**The problem**
Repeat verbatim the lines of the data below, beginning with the line containing "Target: tiger tooth" and continuing to the end.
——
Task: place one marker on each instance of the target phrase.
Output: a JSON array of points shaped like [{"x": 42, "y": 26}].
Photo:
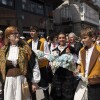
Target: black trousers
[
  {"x": 94, "y": 92},
  {"x": 33, "y": 94},
  {"x": 44, "y": 82}
]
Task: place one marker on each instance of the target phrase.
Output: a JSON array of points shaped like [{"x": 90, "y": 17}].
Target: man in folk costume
[
  {"x": 15, "y": 60},
  {"x": 41, "y": 45},
  {"x": 89, "y": 65}
]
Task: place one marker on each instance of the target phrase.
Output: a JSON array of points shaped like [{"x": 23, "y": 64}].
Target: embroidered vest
[
  {"x": 40, "y": 46},
  {"x": 23, "y": 58},
  {"x": 94, "y": 66}
]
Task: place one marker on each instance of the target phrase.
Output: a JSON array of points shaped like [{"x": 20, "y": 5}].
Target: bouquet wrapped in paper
[{"x": 41, "y": 59}]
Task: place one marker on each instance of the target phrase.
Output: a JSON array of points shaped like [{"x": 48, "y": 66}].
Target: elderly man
[{"x": 73, "y": 43}]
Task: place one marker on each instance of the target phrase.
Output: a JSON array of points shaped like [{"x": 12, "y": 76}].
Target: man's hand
[{"x": 34, "y": 87}]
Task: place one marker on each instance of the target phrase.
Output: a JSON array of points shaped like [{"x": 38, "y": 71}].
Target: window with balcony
[
  {"x": 4, "y": 2},
  {"x": 39, "y": 9}
]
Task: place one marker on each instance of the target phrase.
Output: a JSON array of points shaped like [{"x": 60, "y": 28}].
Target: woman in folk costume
[
  {"x": 89, "y": 67},
  {"x": 15, "y": 58},
  {"x": 63, "y": 79}
]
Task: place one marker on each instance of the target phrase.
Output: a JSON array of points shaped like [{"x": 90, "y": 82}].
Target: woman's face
[
  {"x": 87, "y": 41},
  {"x": 33, "y": 34},
  {"x": 62, "y": 39},
  {"x": 14, "y": 37}
]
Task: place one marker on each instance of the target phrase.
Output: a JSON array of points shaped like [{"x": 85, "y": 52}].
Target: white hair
[
  {"x": 71, "y": 34},
  {"x": 1, "y": 32}
]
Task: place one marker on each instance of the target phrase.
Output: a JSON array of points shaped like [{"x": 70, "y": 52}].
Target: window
[
  {"x": 4, "y": 2},
  {"x": 33, "y": 7},
  {"x": 40, "y": 9}
]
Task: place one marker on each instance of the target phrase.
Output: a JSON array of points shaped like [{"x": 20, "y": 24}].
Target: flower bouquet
[{"x": 41, "y": 59}]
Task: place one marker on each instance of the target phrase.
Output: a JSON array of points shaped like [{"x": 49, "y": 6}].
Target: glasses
[{"x": 15, "y": 35}]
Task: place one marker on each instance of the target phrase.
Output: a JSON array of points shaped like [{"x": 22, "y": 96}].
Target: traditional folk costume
[
  {"x": 63, "y": 81},
  {"x": 89, "y": 59},
  {"x": 14, "y": 63},
  {"x": 41, "y": 45}
]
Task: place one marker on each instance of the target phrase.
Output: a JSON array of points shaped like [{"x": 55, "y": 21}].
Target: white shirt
[
  {"x": 36, "y": 73},
  {"x": 46, "y": 47},
  {"x": 88, "y": 57},
  {"x": 53, "y": 46},
  {"x": 13, "y": 56}
]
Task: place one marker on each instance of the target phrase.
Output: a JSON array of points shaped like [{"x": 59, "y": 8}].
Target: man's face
[
  {"x": 71, "y": 39},
  {"x": 14, "y": 38},
  {"x": 33, "y": 34},
  {"x": 62, "y": 39},
  {"x": 87, "y": 41}
]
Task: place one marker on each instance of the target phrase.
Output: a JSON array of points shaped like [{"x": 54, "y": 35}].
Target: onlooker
[
  {"x": 89, "y": 64},
  {"x": 73, "y": 43},
  {"x": 54, "y": 42},
  {"x": 1, "y": 39},
  {"x": 63, "y": 79},
  {"x": 41, "y": 45},
  {"x": 16, "y": 60}
]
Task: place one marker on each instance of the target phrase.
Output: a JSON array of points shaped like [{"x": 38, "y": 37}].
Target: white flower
[{"x": 40, "y": 54}]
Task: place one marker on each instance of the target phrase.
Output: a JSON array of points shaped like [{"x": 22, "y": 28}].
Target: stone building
[
  {"x": 73, "y": 15},
  {"x": 24, "y": 13}
]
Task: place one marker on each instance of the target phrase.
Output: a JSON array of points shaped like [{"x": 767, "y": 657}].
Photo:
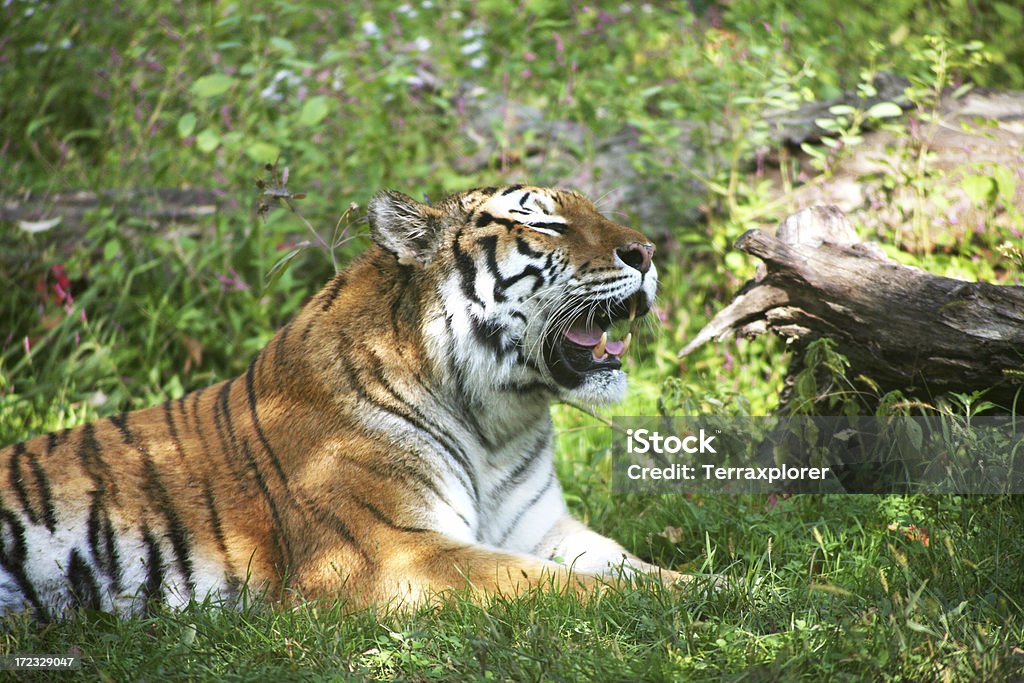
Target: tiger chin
[{"x": 391, "y": 442}]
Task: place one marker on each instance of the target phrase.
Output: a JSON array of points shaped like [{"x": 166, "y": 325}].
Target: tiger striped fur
[{"x": 391, "y": 441}]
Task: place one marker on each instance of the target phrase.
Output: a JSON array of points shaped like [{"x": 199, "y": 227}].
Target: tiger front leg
[
  {"x": 415, "y": 568},
  {"x": 573, "y": 544}
]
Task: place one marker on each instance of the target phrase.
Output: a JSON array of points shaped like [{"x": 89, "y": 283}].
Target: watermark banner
[{"x": 855, "y": 455}]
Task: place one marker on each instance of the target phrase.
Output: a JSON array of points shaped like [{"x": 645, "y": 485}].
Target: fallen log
[{"x": 900, "y": 328}]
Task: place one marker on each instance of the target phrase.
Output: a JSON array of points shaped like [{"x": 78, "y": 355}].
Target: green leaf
[
  {"x": 263, "y": 153},
  {"x": 283, "y": 44},
  {"x": 1006, "y": 182},
  {"x": 314, "y": 110},
  {"x": 885, "y": 111},
  {"x": 980, "y": 188},
  {"x": 208, "y": 140},
  {"x": 186, "y": 124},
  {"x": 213, "y": 85}
]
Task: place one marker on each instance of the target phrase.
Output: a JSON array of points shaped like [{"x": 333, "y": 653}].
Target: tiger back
[{"x": 391, "y": 441}]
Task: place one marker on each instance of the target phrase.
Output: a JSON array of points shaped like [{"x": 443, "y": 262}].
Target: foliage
[{"x": 355, "y": 97}]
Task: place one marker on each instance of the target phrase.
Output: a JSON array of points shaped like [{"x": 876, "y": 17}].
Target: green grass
[{"x": 169, "y": 94}]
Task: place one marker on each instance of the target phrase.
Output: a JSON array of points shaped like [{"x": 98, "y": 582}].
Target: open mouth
[{"x": 587, "y": 345}]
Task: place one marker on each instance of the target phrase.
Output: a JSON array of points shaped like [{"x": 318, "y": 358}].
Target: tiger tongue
[{"x": 584, "y": 335}]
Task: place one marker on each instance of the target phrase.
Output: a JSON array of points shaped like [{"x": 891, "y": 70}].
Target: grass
[{"x": 851, "y": 588}]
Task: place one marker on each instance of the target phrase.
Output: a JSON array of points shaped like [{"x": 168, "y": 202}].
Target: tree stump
[{"x": 899, "y": 326}]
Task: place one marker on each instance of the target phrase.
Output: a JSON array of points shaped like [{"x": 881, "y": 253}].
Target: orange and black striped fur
[{"x": 391, "y": 441}]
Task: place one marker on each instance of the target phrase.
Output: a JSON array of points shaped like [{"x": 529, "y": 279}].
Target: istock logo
[{"x": 644, "y": 440}]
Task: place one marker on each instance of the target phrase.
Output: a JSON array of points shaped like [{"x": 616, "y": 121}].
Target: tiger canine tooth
[{"x": 598, "y": 349}]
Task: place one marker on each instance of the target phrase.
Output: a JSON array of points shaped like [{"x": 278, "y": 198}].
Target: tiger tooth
[{"x": 598, "y": 349}]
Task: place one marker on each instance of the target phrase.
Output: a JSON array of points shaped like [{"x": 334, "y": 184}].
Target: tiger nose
[{"x": 637, "y": 255}]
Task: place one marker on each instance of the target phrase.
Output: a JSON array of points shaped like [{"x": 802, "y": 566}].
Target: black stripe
[
  {"x": 331, "y": 292},
  {"x": 100, "y": 529},
  {"x": 198, "y": 424},
  {"x": 556, "y": 227},
  {"x": 515, "y": 477},
  {"x": 218, "y": 530},
  {"x": 251, "y": 394},
  {"x": 522, "y": 511},
  {"x": 328, "y": 517},
  {"x": 176, "y": 529},
  {"x": 489, "y": 245},
  {"x": 173, "y": 430},
  {"x": 492, "y": 336},
  {"x": 84, "y": 589},
  {"x": 46, "y": 514},
  {"x": 155, "y": 488},
  {"x": 280, "y": 346},
  {"x": 485, "y": 219},
  {"x": 45, "y": 493},
  {"x": 12, "y": 555},
  {"x": 523, "y": 248},
  {"x": 467, "y": 270},
  {"x": 381, "y": 517},
  {"x": 418, "y": 420},
  {"x": 231, "y": 446},
  {"x": 154, "y": 565},
  {"x": 102, "y": 542}
]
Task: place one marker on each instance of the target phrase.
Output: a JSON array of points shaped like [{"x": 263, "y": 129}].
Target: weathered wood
[{"x": 900, "y": 327}]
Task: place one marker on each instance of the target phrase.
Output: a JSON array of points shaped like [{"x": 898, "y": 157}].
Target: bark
[{"x": 899, "y": 326}]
——
**Problem solution**
Target: tiger tooth
[{"x": 598, "y": 349}]
Task: place one marker on each instance of the target phrase.
Output: a JSON array of points shaped like [{"x": 334, "y": 184}].
Target: tiger nose
[{"x": 637, "y": 255}]
Task: place one marker on each instance of the target phrase.
Output: a JSON array of points shaped like [{"x": 802, "y": 566}].
Target: black stripe
[
  {"x": 331, "y": 292},
  {"x": 100, "y": 529},
  {"x": 198, "y": 424},
  {"x": 556, "y": 227},
  {"x": 515, "y": 477},
  {"x": 218, "y": 530},
  {"x": 251, "y": 394},
  {"x": 522, "y": 511},
  {"x": 328, "y": 517},
  {"x": 176, "y": 529},
  {"x": 489, "y": 245},
  {"x": 173, "y": 430},
  {"x": 492, "y": 336},
  {"x": 84, "y": 589},
  {"x": 46, "y": 514},
  {"x": 155, "y": 488},
  {"x": 280, "y": 346},
  {"x": 485, "y": 219},
  {"x": 45, "y": 493},
  {"x": 12, "y": 555},
  {"x": 523, "y": 248},
  {"x": 467, "y": 270},
  {"x": 381, "y": 517},
  {"x": 418, "y": 420},
  {"x": 231, "y": 446},
  {"x": 154, "y": 565},
  {"x": 102, "y": 542}
]
Task: place one marker on each instance of the target phrase.
Output: a JSON array of points shaped like [{"x": 263, "y": 129}].
Target: weathered wood
[{"x": 900, "y": 327}]
Task: place one marker on each instance of the target phrase.
Output: a JSON array of points shaped like [{"x": 898, "y": 157}].
Target: bark
[{"x": 899, "y": 326}]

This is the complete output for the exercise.